### [The request]
Select every line in the entries below that contains the word "wall" and copy those lines.

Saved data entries

/---

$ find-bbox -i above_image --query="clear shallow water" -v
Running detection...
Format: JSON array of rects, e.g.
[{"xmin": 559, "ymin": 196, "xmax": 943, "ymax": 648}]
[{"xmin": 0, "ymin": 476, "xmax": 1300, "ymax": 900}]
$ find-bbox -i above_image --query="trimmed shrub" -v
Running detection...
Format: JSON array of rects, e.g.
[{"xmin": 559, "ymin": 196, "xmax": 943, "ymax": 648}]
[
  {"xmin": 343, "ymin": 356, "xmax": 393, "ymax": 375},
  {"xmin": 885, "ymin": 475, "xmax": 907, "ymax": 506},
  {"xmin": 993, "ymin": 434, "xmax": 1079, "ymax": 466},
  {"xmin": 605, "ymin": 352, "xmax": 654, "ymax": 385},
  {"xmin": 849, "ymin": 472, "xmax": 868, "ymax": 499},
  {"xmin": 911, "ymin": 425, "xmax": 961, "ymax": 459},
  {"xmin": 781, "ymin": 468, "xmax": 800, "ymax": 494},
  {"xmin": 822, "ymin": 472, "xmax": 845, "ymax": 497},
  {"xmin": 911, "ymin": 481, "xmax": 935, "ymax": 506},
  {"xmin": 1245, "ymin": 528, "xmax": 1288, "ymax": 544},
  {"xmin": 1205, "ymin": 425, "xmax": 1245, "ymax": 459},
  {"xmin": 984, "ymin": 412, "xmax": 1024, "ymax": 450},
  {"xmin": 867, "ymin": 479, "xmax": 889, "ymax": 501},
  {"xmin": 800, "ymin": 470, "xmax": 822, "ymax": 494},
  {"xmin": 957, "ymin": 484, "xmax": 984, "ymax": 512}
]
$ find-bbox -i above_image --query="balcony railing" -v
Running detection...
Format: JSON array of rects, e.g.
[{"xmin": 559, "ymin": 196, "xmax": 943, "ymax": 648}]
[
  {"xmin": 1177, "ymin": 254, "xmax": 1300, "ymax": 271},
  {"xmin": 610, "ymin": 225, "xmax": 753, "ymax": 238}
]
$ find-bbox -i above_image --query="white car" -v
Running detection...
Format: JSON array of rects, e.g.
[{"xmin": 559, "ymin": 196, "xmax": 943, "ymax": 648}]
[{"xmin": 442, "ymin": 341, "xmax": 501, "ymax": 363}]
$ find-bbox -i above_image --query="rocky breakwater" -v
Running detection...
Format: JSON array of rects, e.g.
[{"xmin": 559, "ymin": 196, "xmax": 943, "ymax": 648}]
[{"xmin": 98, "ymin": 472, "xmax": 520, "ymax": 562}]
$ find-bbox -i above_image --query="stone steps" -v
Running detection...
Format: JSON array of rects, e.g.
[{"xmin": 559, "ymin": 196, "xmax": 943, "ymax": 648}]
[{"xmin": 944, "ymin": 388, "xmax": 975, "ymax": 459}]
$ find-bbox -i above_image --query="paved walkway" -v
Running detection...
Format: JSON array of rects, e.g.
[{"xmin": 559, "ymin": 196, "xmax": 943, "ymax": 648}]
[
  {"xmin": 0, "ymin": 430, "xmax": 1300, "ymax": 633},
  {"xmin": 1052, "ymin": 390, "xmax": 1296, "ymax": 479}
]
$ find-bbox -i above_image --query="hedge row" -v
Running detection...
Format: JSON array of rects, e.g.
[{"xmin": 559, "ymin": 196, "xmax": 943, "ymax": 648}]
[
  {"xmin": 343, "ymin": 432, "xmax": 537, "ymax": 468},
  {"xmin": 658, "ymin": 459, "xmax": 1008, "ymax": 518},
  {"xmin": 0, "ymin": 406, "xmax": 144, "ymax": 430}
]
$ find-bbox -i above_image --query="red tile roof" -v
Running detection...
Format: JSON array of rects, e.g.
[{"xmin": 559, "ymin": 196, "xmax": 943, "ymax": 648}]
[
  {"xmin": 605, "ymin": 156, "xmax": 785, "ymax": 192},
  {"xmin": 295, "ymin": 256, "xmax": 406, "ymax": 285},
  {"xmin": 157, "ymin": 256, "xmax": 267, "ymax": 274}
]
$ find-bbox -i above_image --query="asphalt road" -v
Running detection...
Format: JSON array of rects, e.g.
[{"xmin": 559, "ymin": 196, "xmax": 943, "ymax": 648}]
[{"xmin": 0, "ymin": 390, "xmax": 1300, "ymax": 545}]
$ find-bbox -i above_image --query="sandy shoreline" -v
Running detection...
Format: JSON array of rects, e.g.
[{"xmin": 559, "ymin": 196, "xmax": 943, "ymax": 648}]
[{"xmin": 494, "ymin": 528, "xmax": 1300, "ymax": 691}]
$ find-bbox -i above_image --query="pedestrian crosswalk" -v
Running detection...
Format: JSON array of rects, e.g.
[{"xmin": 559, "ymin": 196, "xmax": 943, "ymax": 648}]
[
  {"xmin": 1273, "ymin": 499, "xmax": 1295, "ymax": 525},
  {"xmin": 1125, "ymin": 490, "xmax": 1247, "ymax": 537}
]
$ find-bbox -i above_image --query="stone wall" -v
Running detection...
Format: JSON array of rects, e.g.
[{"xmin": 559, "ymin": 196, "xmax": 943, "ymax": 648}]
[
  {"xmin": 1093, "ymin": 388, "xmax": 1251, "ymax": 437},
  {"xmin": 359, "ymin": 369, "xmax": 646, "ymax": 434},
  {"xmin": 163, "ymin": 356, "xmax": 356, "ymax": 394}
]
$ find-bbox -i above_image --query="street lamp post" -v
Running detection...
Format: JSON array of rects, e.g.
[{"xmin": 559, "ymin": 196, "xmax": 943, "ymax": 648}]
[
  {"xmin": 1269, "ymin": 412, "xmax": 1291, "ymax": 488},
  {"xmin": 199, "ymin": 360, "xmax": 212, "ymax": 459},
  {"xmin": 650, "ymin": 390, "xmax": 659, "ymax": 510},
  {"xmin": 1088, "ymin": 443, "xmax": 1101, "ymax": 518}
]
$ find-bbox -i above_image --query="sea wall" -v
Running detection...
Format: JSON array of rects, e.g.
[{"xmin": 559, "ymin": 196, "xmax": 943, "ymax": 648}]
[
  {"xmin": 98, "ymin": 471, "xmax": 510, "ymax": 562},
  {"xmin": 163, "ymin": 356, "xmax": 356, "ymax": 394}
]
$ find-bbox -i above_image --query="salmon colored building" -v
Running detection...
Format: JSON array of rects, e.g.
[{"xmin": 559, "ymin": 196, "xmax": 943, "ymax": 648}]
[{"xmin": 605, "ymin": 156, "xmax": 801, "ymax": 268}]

\---

### [Task response]
$ find-bbox -i above_image --query="stone wall" -v
$ find-bbox -i above_image --query="sea wall" -v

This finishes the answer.